Page excerpt →

>>>

I am interested in the answer to this question, because I would like to find Nigerians who are like Ruth. Those who would turn their backs on traditions and cultural tokenism to embrace something radically new.

Exposure and education introduce us to new ideas and more importantly, to choices that are available to us. If you are not aware of alternatives, you cannot demand for something better. The rise of mobile Internet has led to increased citizen advocacy in Nigeria. People are aware of better things happening in other parts of the world.

Education and exposure also discipline minds and help people to make reasoned and logical choices. Take a prostitute, for instance.

A woman was born and bred in a brothel and she knew no other life. One day, she was given the opportunity to pursue an education and she left the brothel to explore new worlds. She realised there were other options besides prostitution. She could become a “runs girl”, a second wife, a monogamous wife or even remain single and fulfilled. Education gave her options. But it didn’t end there. Because her mind had been disciplined, she made a reasoned choice based on the pros and cons of the different options available to her. She chose to remain single.

This story still does not explain why prostitutes in similar circumstances and with similar opportunities, make different choices.

So, why was Ruth different from Orpah? To bring it closer to home, why am I the way I am? Why do I not fit the Nollywood image of a typical Nigerian woman? What is it that made me different?

I was born and raised in Nigeria. I schooled and worked here. I come from an average lower middle class family and went to a public university. I have no trace of foreign blood or international school & work experience. I was exposed to average books, music and movies. Nothing about my childhood was spectacular. So why am I not a typical Nigerian? What happened to me? What created my mind? And why did my mind readily accept the Christian God, even when I had the freedom to choose my own gods? My parents never forced me to remain Christian.

The story of Ruth fascinates me because if I can decode her, maybe I can decode me. And then maybe, I can replicate myself.

This year, in addition to helping the honest & hardworking to become wealthy; another mission of mine is to unearth Nigeria’s “special ones”. Those who reject and abhor the negatives that have become so associated with our country – lack of values, corruption and sheer evil.

I would like to identify those who are different. Not because they are trying to be, or because they have read motivational books, but because they are wired differently.

If in the process, I stumble on a methodology to help others become different, that would really be beautiful.

<<<

Object point labels:
>>>

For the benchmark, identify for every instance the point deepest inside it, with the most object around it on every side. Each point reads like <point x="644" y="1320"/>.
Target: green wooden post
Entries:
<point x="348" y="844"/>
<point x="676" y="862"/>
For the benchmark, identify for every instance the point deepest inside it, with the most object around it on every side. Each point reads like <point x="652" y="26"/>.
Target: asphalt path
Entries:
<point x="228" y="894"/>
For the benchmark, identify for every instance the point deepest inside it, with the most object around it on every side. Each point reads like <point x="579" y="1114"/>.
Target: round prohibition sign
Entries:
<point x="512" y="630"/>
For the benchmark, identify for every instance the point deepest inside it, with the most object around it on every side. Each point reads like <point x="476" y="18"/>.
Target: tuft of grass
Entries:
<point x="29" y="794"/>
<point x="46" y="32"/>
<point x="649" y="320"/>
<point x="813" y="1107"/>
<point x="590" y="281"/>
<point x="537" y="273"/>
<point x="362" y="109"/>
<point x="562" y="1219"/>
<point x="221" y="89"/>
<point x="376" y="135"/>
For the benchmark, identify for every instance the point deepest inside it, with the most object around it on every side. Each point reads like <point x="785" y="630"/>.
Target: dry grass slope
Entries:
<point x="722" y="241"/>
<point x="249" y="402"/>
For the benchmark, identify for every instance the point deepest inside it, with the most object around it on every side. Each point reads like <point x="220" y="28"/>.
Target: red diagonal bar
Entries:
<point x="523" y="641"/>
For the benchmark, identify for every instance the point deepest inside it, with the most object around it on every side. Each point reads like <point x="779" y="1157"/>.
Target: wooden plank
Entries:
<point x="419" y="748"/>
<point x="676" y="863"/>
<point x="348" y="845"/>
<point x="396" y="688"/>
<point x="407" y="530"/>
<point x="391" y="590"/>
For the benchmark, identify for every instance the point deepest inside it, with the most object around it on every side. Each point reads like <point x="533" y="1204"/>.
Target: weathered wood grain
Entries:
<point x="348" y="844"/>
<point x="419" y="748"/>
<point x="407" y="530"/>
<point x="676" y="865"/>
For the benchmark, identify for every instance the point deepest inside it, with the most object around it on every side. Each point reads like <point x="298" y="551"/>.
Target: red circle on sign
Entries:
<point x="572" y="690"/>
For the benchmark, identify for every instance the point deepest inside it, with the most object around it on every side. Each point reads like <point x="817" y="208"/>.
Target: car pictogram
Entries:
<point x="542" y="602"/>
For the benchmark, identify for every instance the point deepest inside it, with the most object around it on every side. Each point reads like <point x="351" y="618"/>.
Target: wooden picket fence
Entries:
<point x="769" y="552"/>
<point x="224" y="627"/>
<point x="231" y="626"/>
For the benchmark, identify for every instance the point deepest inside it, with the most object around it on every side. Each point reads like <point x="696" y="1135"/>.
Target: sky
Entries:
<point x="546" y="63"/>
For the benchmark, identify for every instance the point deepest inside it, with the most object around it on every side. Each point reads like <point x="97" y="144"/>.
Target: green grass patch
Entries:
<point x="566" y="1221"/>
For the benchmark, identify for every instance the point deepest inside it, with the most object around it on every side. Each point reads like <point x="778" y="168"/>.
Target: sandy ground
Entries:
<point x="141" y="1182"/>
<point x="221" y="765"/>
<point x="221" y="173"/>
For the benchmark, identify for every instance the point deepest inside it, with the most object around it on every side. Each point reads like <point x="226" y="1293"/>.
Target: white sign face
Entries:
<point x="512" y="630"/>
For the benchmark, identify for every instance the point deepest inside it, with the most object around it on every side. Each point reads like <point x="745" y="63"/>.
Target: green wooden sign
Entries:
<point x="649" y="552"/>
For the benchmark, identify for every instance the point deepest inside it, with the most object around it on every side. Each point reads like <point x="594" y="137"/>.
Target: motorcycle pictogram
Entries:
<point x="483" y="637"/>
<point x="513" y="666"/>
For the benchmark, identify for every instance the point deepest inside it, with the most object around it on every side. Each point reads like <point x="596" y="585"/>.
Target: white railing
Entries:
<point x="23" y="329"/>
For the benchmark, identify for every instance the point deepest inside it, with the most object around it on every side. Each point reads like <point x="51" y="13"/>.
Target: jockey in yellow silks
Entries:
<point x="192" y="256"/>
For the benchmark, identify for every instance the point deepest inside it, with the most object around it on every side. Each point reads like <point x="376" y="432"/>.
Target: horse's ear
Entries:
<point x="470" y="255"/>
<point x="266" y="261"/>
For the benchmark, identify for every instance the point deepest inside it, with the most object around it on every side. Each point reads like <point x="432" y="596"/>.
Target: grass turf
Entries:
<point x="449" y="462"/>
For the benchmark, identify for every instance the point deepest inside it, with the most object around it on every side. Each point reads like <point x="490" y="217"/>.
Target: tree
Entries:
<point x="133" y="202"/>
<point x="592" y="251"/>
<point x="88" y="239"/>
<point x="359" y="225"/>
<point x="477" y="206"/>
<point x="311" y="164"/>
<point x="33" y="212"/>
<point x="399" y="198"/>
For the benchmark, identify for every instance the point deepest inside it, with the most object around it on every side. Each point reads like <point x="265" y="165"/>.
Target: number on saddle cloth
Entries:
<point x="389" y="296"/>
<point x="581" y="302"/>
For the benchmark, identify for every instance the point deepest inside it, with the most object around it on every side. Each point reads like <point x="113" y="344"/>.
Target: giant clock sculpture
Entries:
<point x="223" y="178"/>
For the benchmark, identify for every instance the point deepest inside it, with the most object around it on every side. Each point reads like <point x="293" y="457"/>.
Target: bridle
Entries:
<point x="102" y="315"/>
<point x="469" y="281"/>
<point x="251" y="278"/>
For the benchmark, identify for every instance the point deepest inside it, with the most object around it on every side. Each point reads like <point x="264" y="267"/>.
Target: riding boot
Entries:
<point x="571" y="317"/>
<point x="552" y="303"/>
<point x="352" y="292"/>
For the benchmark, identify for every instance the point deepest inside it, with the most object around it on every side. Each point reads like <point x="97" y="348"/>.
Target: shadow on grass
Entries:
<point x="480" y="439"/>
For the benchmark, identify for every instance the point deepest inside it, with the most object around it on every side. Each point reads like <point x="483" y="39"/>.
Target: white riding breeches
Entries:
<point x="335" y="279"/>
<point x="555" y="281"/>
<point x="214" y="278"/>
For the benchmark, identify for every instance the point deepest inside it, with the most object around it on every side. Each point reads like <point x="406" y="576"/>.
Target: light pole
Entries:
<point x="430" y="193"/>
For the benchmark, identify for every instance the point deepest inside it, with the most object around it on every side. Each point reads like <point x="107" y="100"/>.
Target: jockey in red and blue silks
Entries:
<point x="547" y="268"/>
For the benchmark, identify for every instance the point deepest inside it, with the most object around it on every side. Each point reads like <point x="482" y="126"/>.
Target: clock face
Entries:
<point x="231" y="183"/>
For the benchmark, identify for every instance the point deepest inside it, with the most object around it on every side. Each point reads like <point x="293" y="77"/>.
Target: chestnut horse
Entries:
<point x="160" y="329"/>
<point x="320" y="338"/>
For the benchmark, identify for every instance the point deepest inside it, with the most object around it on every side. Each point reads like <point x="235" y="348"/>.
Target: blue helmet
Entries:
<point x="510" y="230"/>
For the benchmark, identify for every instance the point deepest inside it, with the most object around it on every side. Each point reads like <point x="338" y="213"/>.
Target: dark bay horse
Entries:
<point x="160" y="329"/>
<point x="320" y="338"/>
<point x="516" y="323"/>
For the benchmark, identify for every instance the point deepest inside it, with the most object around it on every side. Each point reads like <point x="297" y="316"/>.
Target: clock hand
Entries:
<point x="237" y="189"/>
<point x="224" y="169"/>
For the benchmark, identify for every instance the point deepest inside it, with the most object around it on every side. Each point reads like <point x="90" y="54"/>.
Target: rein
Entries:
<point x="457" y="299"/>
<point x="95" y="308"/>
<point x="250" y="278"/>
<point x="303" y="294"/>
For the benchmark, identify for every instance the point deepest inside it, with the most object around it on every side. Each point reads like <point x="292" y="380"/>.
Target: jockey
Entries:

<<<

Stated problem 1 → How would you render this sentence from the essay on Ruth in Spanish: "The rise of mobile Internet has led to increased citizen advocacy in Nigeria."
Stated problem 2 →
Answer these questions from the essay on Ruth:
(a) What did the woman raised in the brothel finally choose?
(b) What kind of university did the writer attend?
(c) What did the writer's parents never force the writer to do?
You won't need the rows for any of this.

Reply 1 → El auge del Internet móvil ha llevado a un aumento de la defensa ciudadana en Nigeria.

Reply 2 →
(a) She chose to remain single.
(b) A public university.
(c) Remain Christian.